Books

John le Pilger

Guest post by Sackcloth & Ashes

At the conclusion of John le Carre’s 1974 spy-thriller Tinker Tailor Soldier Spy the donnish spook George Smiley confronts ‘Gerald’, the Soviet mole within British intelligence (in case anyone has yet to read the novel or see the TV series or 2011 film, I won’t name ‘Gerald’ immediately so as to avoid a spoiler). ‘Gerald’ is now in custody, having been exposed as a traitor after an investigation by Smiley, and during the course of their conversation the latter asks him why he became an agent for ‘Moscow Centre’. ‘Gerald’ responds with a self-serving and extended diatribe about American imperialism, and Britain’s disgraceful subservience to it, and le Carre writes that ‘[with] much of it Smiley might in other circumstances have agreed: it was the tone, rather than the music, which alienated him’.

It is this quote that describes my feelings when I confront le Carre’s more recent works, or indeed TV or film adaptations such as the recent version of The Night Manager (published in 1993; now brought to our screens by the Beeb).

######

- SHORT EXERCISE 1
List every year mentioned in the guest post.
- SHORT EXERCISE 2
According to the guest post, who is "Gerald" in Tinker Tailor Soldier Spy?
- SHORT EXERCISE 3
Copy the part of the guest post that begins at the words "It is this quote" and stops after the words "by the Beeb).".

Saved data entries:

######

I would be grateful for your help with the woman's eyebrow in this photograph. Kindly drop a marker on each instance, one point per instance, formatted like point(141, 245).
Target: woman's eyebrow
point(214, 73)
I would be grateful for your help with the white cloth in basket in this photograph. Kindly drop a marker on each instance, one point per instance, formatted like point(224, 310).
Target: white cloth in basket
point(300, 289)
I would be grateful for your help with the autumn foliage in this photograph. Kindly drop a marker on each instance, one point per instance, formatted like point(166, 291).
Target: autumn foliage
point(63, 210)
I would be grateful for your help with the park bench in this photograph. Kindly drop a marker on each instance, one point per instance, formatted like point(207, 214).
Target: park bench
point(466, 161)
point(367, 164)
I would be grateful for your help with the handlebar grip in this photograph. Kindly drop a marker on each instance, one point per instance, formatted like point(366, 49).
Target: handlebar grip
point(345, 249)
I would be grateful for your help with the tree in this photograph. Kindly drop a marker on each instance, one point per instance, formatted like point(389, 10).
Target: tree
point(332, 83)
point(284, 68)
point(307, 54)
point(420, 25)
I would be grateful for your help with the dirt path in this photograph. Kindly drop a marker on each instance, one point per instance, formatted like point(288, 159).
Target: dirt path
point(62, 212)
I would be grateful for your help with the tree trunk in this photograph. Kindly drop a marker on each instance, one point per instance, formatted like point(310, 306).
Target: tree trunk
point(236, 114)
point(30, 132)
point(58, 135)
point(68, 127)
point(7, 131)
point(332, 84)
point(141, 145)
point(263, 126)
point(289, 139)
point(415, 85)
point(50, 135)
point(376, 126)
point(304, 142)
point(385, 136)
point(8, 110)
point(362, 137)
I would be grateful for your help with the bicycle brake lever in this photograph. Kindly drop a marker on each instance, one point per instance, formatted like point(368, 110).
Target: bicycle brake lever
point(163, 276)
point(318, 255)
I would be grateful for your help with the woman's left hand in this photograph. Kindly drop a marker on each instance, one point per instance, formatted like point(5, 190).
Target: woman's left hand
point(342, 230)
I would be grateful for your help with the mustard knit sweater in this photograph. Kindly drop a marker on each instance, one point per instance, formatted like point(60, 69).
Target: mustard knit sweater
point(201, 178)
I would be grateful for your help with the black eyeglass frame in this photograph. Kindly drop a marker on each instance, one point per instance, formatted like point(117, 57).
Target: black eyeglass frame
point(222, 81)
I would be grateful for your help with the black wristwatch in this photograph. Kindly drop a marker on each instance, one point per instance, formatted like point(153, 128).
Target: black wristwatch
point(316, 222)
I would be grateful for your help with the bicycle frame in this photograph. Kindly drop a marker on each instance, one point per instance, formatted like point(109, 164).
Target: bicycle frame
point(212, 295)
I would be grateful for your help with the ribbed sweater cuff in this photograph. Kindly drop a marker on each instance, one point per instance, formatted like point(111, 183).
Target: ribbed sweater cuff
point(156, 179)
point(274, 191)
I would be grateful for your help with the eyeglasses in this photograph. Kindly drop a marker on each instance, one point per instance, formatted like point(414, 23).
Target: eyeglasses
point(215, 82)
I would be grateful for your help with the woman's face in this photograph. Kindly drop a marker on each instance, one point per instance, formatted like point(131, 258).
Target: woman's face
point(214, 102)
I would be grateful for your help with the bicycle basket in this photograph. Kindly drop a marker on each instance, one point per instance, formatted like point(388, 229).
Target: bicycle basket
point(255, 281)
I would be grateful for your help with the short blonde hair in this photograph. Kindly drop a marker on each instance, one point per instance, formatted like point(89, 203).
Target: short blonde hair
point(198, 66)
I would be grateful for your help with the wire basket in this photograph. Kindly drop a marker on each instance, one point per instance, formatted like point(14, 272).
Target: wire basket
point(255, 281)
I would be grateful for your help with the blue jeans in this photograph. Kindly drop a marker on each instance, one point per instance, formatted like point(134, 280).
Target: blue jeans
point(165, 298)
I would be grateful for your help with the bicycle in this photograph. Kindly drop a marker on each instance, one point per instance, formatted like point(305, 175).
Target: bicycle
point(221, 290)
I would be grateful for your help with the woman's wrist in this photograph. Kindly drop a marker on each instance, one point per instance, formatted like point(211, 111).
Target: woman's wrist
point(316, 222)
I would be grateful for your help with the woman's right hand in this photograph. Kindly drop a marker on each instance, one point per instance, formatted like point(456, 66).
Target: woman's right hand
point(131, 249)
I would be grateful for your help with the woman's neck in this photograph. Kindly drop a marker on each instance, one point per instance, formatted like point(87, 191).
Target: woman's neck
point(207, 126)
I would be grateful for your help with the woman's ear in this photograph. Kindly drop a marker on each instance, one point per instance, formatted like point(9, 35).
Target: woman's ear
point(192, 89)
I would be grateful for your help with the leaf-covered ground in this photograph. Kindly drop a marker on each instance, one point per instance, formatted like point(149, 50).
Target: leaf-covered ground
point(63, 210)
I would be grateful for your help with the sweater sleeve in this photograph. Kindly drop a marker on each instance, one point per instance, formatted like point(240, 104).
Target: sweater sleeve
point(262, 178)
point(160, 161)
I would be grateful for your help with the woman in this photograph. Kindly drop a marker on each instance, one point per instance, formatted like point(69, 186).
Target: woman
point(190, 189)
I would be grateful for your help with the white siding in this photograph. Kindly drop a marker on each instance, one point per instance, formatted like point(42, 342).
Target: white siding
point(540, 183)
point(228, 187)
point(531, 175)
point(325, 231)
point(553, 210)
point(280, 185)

######

- EXERCISE OUTPUT 1
1974, 2011, 1993

- EXERCISE OUTPUT 2
Gerald is the Soviet mole within British intelligence.

- EXERCISE OUTPUT 3
It is this quote that describes my feelings when I confront le Carre’s more recent works, or indeed TV or film adaptations such as the recent version of The Night Manager (published in 1993; now brought to our screens by the Beeb).